**Page text**.

━━━━━━━━━━

DUE FOR A SHAVE? Mortgage Bonds were on a tear all week, so what happened on Friday that took the whiskers right off and gave Mortgage Bonds a clean shave? Although Mortgage Interest Rates had improved gradually during the week, they worsened by about .125% on Friday alone, so let’s lean in and take a closer look. Much of the Mortgage Bond price run-up early in the week was in response to the belief that foreign bank buying of Bonds would be ongoing. Logically, more buyers would mean a stronger market continuing for Bonds. Around mid-day on Friday, news circulated that Euro-bank officials had implied that their upcoming meeting would involve a discussion of European interest rate cuts. After digesting these rumors, Traders knew this could mean that the “Sugar Daddies” in the foreign markets might be less inclined to purchase US Bonds to protect their cu rrency against the US Dollar. Simple rumors, but panic ensued, and the shaving began with a frenzy late on Friday. Once the selling began, the Bears who had been sitting on the sidelines licking their paws jumped into the selling action, as well as those Traders who dislike holding weekend positions. Additionally, Bonds had already been trading at very lofty levels not seen since last September, so technical Traders seeing the failure to break key resistance levels added their blade to the selling action as well. After a nice week of stair-stepping higher, Friday’s aftershave was a harsh slap in the face for Bonds as they lost a whopping 63 basis points. Now that stings.

Turning the other cheek, Stocks continue to be resilient. The S&P 500 Index has strung together nine consecutive weeks of gains…a streak like this has not been seen since 1989. But the other indices closed slightly lower for the week to break their recent string of weekly advances. An interesting note - the Japanese have a "Record Session Highs" theory. After experiencing anywhere from 7 to 10 record session highs, they say “LOOK OUT BELOW” as it means the market is ripe for a reversal lower. With stocks closing flat to slightly lower last week, are equities finally getting a bit tired as we approach the end of fourth quarter earnings season? A correction in the stock market, should it occur after this earnings season winds down, could help mortgage bond prices, which would result in a relatively stable Mortgage Interest Rate environment.

HAVE YOU STARTED TO RECEIVE MAIL BOLDLY STAMPED “IMPORTANT TAX INFORMATION ENCLOSED”? AH YES, TAX PREPARATION TIME IS UPON US. BUT MAJOR REFORM IN THE TAX CODE COULD RESULT IN SOME SHAVING OF YOUR TAX BILL FOR THIS YEAR, IF YOU KNOW WHAT TO WATCH FOR. DON’T MISS THIS WEEKS MORTGAGE MARKET VIEW, WHICH HIGHLIGHTS THE KEY CHANGES AND HOW THEY CAN SAVE YOU MONEY!

Forecast For The Week

After Friday’s news and technical issues combined to “lay the smack down” on Mortgage Bonds, what action can be expected this week? Most importantly, The Fed (the Federal Open Market Committee or FOMC) begins a two-day meeting on Wednesday. The most significant aspect of the meeting will not be the direction of policy interest rates but rather the wording of the policy statement. The Fed statement that “policy accommodation can be maintained for a considerable period” is expected to be presented once more, as the Fed will again make clear that interest rate changes are on hold for at least another quarter. The Fed will need to balance the recent flurry of strong economic data against the absence of new job creations. It will be interesting to see the careful construction of their statement, in their efforts not to “spook” the markets.

━━━━━━━━━━

**Exercises to complete**.
1. Decide whether each statement agrees with the mortgage market commentary, answering yes or no and quoting the words from the commentary that settle it: (a) the S&P 500 Index has strung together nine consecutive weeks of gains; (b) the FOMC begins its two-day meeting on Thursday; (c) Mortgage Interest Rates worsened by about .25% on Friday.
2. Return, copied exactly, the part of the mortgage market commentary that opens with the words containing "Turning the other" and closes with "Interest Rate environment.".
The records are not required for this work.

━━━━━━━━━━

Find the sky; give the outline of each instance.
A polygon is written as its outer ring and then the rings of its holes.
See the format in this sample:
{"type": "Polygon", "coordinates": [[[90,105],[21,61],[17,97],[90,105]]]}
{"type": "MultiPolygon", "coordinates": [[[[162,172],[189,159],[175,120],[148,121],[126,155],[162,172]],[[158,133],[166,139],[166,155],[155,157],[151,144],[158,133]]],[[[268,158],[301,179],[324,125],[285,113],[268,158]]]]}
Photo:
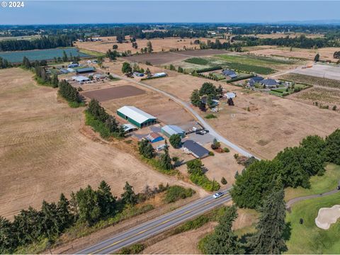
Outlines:
{"type": "Polygon", "coordinates": [[[23,8],[6,4],[0,7],[0,25],[340,21],[340,1],[28,0],[23,8]]]}

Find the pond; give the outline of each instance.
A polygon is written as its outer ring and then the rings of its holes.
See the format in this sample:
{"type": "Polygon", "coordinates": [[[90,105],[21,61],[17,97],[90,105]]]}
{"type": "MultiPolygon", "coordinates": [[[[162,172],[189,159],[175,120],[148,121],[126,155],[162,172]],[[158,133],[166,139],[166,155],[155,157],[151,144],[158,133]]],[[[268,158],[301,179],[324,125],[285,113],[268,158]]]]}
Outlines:
{"type": "Polygon", "coordinates": [[[23,57],[28,57],[30,61],[52,60],[55,57],[62,57],[64,51],[65,51],[68,57],[69,57],[71,54],[73,56],[90,57],[86,54],[80,52],[78,49],[74,47],[0,52],[0,57],[6,59],[11,63],[21,62],[23,57]]]}

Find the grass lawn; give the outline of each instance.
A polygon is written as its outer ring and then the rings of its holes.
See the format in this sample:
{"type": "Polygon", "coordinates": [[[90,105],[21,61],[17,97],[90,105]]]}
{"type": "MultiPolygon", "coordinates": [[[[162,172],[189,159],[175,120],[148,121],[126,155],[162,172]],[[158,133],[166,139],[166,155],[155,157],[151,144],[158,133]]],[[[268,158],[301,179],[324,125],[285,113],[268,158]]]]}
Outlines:
{"type": "Polygon", "coordinates": [[[340,180],[340,166],[329,164],[326,166],[326,172],[322,176],[316,176],[310,178],[310,188],[301,187],[285,188],[285,200],[288,201],[294,198],[320,194],[332,191],[336,188],[339,180],[340,180]]]}
{"type": "Polygon", "coordinates": [[[332,224],[329,230],[317,227],[315,217],[319,209],[340,204],[340,193],[324,198],[301,201],[287,213],[286,222],[291,232],[286,242],[287,254],[339,254],[340,253],[340,220],[332,224]],[[300,219],[304,220],[302,225],[300,219]]]}

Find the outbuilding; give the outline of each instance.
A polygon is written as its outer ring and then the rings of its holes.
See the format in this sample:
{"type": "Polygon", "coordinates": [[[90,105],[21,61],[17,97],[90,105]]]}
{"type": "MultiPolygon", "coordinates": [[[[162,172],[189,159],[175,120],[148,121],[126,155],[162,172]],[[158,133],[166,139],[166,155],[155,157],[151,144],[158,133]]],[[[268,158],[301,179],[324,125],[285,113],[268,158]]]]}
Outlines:
{"type": "Polygon", "coordinates": [[[96,71],[96,68],[93,67],[81,67],[81,68],[76,68],[75,69],[75,70],[77,74],[84,74],[84,73],[94,72],[96,71]]]}
{"type": "Polygon", "coordinates": [[[230,79],[234,79],[237,77],[237,74],[234,71],[230,69],[225,69],[222,72],[222,74],[225,76],[230,77],[230,79]]]}
{"type": "Polygon", "coordinates": [[[233,92],[227,92],[225,94],[225,96],[229,99],[229,98],[234,98],[236,97],[236,94],[233,92]]]}
{"type": "Polygon", "coordinates": [[[179,135],[183,138],[186,136],[186,132],[178,126],[174,125],[166,125],[161,128],[161,132],[167,137],[170,137],[172,135],[179,135]]]}
{"type": "Polygon", "coordinates": [[[198,159],[203,159],[209,155],[209,151],[207,149],[191,140],[185,141],[182,148],[184,152],[192,154],[193,157],[198,159]]]}
{"type": "Polygon", "coordinates": [[[130,132],[135,130],[137,130],[138,128],[137,127],[134,126],[132,124],[123,124],[122,125],[123,128],[124,129],[124,132],[130,132]]]}
{"type": "Polygon", "coordinates": [[[117,110],[117,114],[138,128],[147,127],[157,123],[156,117],[135,106],[123,106],[117,110]]]}
{"type": "Polygon", "coordinates": [[[255,84],[260,83],[261,81],[264,79],[264,77],[260,76],[256,76],[254,77],[251,77],[249,79],[249,81],[248,82],[248,85],[249,86],[254,86],[255,84]]]}
{"type": "Polygon", "coordinates": [[[260,81],[260,84],[265,86],[266,88],[276,88],[278,85],[278,81],[273,79],[265,79],[260,81]]]}
{"type": "Polygon", "coordinates": [[[72,79],[74,80],[74,81],[76,81],[78,82],[84,82],[84,81],[88,81],[90,80],[89,78],[87,78],[84,76],[82,76],[82,75],[73,76],[72,79]]]}
{"type": "Polygon", "coordinates": [[[166,73],[165,72],[160,72],[160,73],[156,73],[154,74],[154,75],[152,75],[154,77],[164,77],[164,76],[167,76],[168,74],[166,74],[166,73]]]}
{"type": "Polygon", "coordinates": [[[164,140],[164,138],[163,138],[157,132],[149,133],[145,137],[145,138],[147,139],[151,143],[163,141],[164,140]]]}

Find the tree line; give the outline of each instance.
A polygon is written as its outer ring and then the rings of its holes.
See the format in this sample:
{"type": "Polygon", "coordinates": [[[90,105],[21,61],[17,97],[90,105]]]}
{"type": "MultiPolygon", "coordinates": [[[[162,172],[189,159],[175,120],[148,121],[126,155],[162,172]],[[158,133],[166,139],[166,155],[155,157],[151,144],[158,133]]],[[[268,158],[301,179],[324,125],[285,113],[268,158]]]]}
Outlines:
{"type": "Polygon", "coordinates": [[[89,103],[86,112],[90,114],[96,120],[100,122],[110,134],[118,137],[123,137],[125,132],[123,126],[119,125],[115,118],[110,115],[103,107],[101,106],[98,100],[91,99],[89,103]]]}
{"type": "Polygon", "coordinates": [[[280,178],[259,209],[260,217],[254,234],[241,240],[232,230],[237,218],[235,205],[227,208],[215,231],[200,241],[199,248],[206,254],[279,254],[287,251],[285,240],[286,225],[284,190],[280,178]]]}
{"type": "Polygon", "coordinates": [[[62,193],[57,203],[43,200],[40,210],[32,207],[22,210],[12,222],[0,217],[0,253],[13,253],[20,246],[42,239],[52,242],[77,223],[92,226],[168,188],[169,186],[160,185],[154,191],[136,194],[133,187],[126,182],[123,193],[118,198],[113,196],[110,186],[103,181],[96,190],[88,186],[72,192],[69,200],[62,193]]]}
{"type": "Polygon", "coordinates": [[[221,85],[216,87],[211,82],[205,82],[200,89],[193,91],[190,101],[193,106],[198,107],[202,111],[205,111],[206,106],[210,108],[215,107],[213,100],[220,98],[222,95],[223,89],[221,85]],[[202,100],[203,97],[206,97],[205,102],[202,100]]]}
{"type": "Polygon", "coordinates": [[[281,178],[283,187],[310,186],[310,178],[322,175],[328,163],[340,164],[340,129],[325,139],[307,136],[298,147],[288,147],[273,160],[255,162],[235,176],[230,193],[240,208],[256,208],[271,191],[273,180],[281,178]]]}
{"type": "Polygon", "coordinates": [[[340,46],[340,42],[337,40],[329,40],[325,37],[308,38],[304,35],[295,38],[287,35],[280,38],[259,38],[256,36],[236,35],[232,38],[232,40],[242,41],[243,46],[277,45],[305,49],[340,46]]]}

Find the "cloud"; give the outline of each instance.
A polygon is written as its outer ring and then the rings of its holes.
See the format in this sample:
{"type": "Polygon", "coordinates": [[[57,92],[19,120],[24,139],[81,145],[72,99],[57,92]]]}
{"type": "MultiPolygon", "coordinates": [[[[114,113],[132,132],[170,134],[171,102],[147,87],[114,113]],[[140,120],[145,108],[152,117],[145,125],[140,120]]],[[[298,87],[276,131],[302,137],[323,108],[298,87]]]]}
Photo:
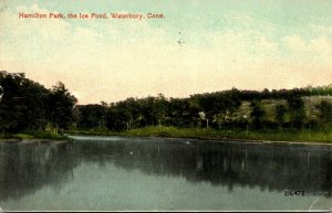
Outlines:
{"type": "Polygon", "coordinates": [[[18,11],[51,12],[33,4],[0,13],[1,70],[25,72],[49,87],[62,81],[83,104],[158,93],[183,97],[232,86],[321,85],[332,78],[328,36],[273,39],[278,29],[251,15],[225,14],[226,28],[179,35],[148,20],[18,19],[18,11]]]}

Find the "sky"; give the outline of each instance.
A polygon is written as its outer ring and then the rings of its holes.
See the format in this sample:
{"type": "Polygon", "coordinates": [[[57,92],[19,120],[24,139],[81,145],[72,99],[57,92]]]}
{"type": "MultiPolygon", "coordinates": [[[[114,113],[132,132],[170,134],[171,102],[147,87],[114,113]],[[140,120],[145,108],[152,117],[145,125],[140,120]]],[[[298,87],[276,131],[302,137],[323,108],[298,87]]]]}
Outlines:
{"type": "Polygon", "coordinates": [[[331,0],[0,0],[0,70],[79,104],[332,83],[331,0]],[[19,19],[163,13],[164,19],[19,19]]]}

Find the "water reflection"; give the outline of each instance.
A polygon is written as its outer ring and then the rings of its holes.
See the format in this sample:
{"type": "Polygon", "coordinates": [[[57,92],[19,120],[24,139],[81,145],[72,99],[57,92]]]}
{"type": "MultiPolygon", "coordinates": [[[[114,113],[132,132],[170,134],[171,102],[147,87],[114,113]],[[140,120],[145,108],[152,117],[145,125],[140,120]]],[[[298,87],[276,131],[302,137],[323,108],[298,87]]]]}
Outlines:
{"type": "MultiPolygon", "coordinates": [[[[54,190],[73,179],[81,163],[97,163],[151,175],[183,177],[212,185],[261,190],[332,192],[330,146],[280,146],[160,138],[91,138],[72,142],[0,145],[0,200],[19,199],[43,185],[54,190]]],[[[326,193],[329,192],[329,193],[326,193]]]]}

━━━━━━━━━━

**Task results**.
1.
(a) Yes: "The S&P 500 Index has strung together nine consecutive weeks of gains"
(b) No: "The Fed (the Federal Open Market Committee or FOMC) begins a two-day meeting on Wednesday."
(c) No: "they worsened by about .125% on Friday alone"

2.
Turning the other cheek, Stocks continue to be resilient. The S&P 500 Index has strung together nine consecutive weeks of gains…a streak like this has not been seen since 1989. But the other indices closed slightly lower for the week to break their recent string of weekly advances. An interesting note - the Japanese have a "Record Session Highs" theory. After experiencing anywhere from 7 to 10 record session highs, they say “LOOK OUT BELOW” as it means the market is ripe for a reversal lower. With stocks closing flat to slightly lower last week, are equities finally getting a bit tired as we approach the end of fourth quarter earnings season? A correction in the stock market, should it occur after this earnings season winds down, could help mortgage bond prices, which would result in a relatively stable Mortgage Interest Rate environment.